■ Your objective ■
Copy exactly the last part of the entries, starting from the line with "Indicate the tree foliage" and including the final line.

Rows from a pointing dataset:
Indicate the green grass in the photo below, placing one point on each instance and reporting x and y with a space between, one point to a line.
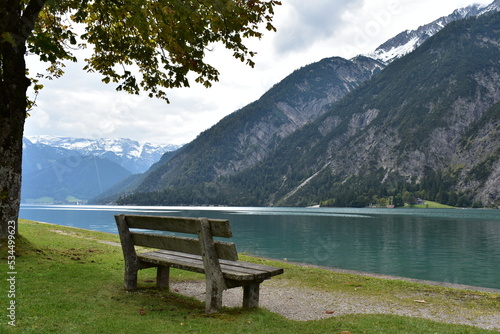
69 281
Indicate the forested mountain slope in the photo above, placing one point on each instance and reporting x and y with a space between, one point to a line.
426 126
246 137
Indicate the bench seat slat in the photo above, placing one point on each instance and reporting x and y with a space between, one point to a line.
247 265
225 250
233 270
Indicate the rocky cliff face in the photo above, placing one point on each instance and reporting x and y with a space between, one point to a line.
428 123
246 137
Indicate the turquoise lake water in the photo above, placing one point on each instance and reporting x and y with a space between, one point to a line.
459 246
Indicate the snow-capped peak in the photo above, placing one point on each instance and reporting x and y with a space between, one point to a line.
409 40
136 157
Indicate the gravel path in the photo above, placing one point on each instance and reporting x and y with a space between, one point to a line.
305 304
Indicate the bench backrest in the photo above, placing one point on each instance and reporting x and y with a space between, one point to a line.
204 228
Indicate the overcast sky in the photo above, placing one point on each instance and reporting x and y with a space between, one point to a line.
79 105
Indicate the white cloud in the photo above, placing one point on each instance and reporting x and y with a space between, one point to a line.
80 105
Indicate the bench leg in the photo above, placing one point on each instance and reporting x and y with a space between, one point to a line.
213 298
251 295
130 278
162 277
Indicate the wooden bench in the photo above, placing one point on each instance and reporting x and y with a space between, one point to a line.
218 260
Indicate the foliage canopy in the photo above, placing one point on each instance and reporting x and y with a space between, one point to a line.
147 45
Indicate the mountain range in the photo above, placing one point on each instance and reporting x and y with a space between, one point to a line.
357 132
74 170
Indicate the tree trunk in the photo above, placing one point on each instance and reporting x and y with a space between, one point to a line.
13 104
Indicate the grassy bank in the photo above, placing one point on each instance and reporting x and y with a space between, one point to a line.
70 281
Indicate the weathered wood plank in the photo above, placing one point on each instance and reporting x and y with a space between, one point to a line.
234 265
129 254
231 270
215 280
225 250
216 259
218 227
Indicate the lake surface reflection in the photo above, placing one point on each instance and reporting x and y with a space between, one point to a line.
446 245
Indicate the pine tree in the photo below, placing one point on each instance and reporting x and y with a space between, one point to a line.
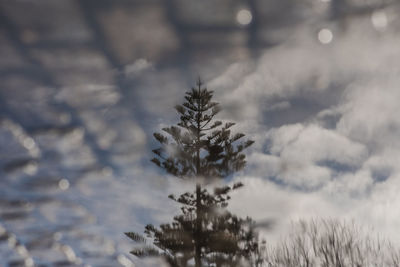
202 149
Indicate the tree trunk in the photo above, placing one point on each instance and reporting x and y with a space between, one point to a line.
198 227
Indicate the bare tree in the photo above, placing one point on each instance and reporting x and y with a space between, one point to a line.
331 243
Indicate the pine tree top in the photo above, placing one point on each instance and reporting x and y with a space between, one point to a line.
199 145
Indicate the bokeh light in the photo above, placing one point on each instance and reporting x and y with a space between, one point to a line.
244 17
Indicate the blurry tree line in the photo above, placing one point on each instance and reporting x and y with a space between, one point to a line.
205 233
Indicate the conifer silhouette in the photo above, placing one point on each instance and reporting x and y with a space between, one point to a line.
202 149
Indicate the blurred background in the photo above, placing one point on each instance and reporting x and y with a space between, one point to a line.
83 84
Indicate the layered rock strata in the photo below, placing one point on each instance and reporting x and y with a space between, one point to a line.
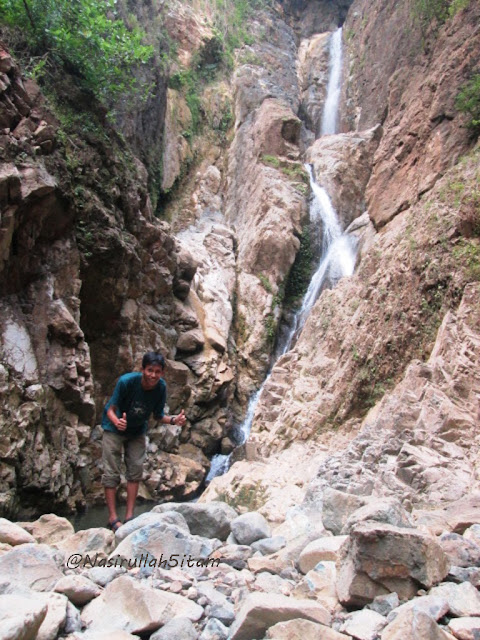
181 571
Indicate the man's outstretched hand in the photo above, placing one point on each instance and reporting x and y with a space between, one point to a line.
122 422
181 418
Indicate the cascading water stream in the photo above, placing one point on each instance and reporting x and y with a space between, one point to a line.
337 256
330 108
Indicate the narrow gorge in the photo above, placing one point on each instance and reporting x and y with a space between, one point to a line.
289 210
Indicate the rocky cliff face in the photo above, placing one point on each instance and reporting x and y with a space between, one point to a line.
92 278
412 275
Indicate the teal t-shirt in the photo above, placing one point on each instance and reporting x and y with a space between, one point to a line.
131 398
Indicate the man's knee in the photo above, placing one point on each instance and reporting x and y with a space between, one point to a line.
135 457
112 446
110 481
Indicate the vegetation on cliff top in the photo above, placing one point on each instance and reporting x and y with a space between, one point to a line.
86 36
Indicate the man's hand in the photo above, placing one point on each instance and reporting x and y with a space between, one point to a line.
122 423
181 418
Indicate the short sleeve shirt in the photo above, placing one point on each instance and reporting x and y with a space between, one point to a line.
131 398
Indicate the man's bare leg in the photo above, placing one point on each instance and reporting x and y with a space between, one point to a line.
110 499
132 491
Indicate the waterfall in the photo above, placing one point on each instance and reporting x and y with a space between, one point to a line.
330 108
337 256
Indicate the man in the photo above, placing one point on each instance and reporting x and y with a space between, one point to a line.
125 421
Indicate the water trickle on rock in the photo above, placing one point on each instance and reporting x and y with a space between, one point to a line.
338 254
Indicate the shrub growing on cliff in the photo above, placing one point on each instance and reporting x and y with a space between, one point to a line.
468 101
87 36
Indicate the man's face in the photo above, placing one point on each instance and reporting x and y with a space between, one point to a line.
151 375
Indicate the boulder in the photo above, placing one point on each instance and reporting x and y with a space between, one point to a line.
148 518
176 629
214 630
49 528
97 542
260 611
319 584
388 510
321 550
12 534
78 589
169 544
364 625
414 625
131 606
250 527
300 629
467 628
463 599
434 606
381 558
235 555
31 566
385 604
460 551
338 507
212 520
54 621
21 617
266 546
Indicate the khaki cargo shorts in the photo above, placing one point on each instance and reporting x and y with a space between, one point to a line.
115 446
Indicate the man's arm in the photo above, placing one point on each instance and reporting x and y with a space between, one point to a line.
179 419
118 423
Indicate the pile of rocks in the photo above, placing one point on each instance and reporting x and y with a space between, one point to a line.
202 571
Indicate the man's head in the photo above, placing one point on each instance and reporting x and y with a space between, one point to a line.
153 366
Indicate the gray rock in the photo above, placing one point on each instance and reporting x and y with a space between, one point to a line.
214 630
380 558
414 625
132 606
388 510
235 555
460 551
259 611
364 624
434 606
73 622
148 518
338 507
463 599
467 628
210 520
269 545
103 575
32 566
250 527
176 629
225 613
385 604
21 617
462 574
168 544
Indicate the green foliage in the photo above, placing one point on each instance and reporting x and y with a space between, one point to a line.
436 12
456 6
272 161
301 271
428 11
468 101
265 283
87 36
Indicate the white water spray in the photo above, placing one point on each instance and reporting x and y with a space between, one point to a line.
338 249
330 108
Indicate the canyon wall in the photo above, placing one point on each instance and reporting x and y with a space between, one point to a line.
93 274
396 329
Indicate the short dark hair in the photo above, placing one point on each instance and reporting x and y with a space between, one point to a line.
153 358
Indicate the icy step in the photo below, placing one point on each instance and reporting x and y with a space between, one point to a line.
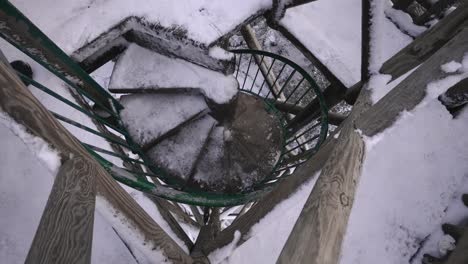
253 147
151 117
178 153
139 69
210 173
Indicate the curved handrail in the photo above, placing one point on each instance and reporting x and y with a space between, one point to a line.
292 154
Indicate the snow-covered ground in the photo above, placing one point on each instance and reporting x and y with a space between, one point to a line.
413 175
73 23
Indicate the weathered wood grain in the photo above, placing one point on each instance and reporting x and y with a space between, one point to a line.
65 232
17 101
244 222
334 81
317 235
420 49
319 230
412 90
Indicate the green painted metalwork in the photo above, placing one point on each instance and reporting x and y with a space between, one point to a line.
25 36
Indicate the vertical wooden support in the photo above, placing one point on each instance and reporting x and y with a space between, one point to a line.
65 232
420 49
17 101
318 233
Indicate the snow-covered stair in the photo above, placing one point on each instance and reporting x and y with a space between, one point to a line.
142 70
149 118
178 153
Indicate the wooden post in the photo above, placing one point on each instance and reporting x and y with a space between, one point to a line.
318 233
17 101
420 49
65 232
244 222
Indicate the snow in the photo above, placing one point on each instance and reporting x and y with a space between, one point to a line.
220 53
25 184
332 34
129 233
71 24
412 173
267 238
404 22
451 66
150 116
141 68
385 38
178 153
36 145
24 189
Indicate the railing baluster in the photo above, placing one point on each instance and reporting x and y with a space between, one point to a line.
294 90
273 85
256 74
238 65
247 73
265 77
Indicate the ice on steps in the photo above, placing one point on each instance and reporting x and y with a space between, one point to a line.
140 68
178 153
147 117
210 172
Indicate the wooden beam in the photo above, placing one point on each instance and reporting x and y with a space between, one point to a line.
412 90
244 222
420 49
455 96
317 235
336 119
65 232
17 101
197 215
334 81
320 228
252 42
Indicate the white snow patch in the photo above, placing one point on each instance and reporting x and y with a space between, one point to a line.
140 68
41 149
410 176
267 238
220 53
404 21
127 231
71 24
385 38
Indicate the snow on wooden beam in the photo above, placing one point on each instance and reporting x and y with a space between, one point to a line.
319 231
17 101
420 49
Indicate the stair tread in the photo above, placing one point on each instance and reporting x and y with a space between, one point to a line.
149 117
178 153
142 69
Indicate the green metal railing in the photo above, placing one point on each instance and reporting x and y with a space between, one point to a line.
133 167
281 82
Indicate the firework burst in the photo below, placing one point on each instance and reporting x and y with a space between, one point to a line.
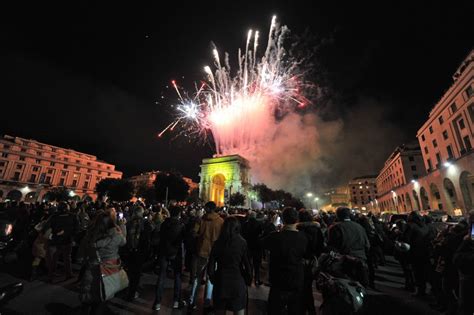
236 108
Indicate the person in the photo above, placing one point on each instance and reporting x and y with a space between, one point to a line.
229 269
314 249
349 238
286 271
209 230
104 238
64 226
417 235
136 246
170 252
464 261
252 231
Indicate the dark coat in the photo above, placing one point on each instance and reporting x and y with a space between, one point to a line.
252 231
225 268
315 239
65 222
287 249
349 238
171 237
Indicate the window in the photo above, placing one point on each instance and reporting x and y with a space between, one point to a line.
438 159
453 107
467 143
450 152
445 135
470 91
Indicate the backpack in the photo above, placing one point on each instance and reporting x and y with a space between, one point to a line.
340 295
134 231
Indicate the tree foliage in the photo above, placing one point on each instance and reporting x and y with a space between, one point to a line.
115 189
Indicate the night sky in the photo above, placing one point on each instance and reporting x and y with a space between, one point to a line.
93 77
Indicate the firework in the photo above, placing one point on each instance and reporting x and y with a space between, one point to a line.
235 107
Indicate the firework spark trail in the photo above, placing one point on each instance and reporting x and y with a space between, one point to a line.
239 110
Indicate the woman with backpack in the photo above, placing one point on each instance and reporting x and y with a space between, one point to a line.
229 269
100 246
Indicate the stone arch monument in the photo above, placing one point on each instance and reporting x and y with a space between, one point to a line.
223 176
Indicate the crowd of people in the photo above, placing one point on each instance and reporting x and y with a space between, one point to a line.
224 249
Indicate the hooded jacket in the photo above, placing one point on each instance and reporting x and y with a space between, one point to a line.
209 231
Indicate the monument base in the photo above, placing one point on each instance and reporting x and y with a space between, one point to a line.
223 176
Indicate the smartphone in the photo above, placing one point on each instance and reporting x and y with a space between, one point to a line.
472 231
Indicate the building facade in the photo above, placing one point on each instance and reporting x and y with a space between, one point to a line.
363 191
147 179
404 165
29 169
446 141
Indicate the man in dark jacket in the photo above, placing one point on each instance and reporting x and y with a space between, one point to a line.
349 238
64 226
170 252
418 236
287 249
252 231
464 261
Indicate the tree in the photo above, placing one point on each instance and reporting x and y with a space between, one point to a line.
193 196
146 192
115 189
237 199
58 194
174 182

■ Solved exercise ■
Indicate the tree foliage in the photo above, placing one point on each instance and reporting x and y with a space between, one point to a line.
115 189
Indicate the night sky in the photo above, placing one point on each instance and reporting x and y with a space between, one point to a line.
93 77
Indicate the firework in the photo above, placing one point on each instance and reporting x and y with a space between, one point to a line.
235 107
Indicate the firework spark trail in the photo above, placing one point on each instance and reporting x and y with a space between, one point to a line.
239 110
Indicate the woman with backpack in the photo above, placing one point on each instance and reporting x and y with a space between, one point to a line.
229 269
100 246
Indicate the stone arch monument in the photo above, placing one point on each instance and reporting x and y with a space between, one point to a line.
223 176
Indicate the crowd of people in the photo above, placing one point on each instance and reporting x and y with a space between, one point to a line.
224 249
Indicate the hooded jacket in the photo above, placing one point on each instance and reporting x and y with a space between, one point to a line.
209 231
Indicate the monument base in the photo above, placing one point on each instance and reporting x and y with a space between, one point to a line.
223 176
Indicate the smartphone in the photo above, placing one point on each instance and reporting x and y with a space between, one point to a line.
472 231
Indicate the building facade in the photo above, placing one point on each instance and reporting x and y with a space between, one point to a line.
363 191
147 179
404 165
29 169
446 141
Indicate the man in dark jacket in the photo above, placing one point on each instance and reporting x and y with a space between, one point to a line.
349 238
64 226
170 252
418 236
287 249
252 231
464 261
Indicate the tree in the photo above, placing one point on each instance and reporting x and y with a space between, one point to a line.
193 196
146 192
115 189
237 199
58 194
174 182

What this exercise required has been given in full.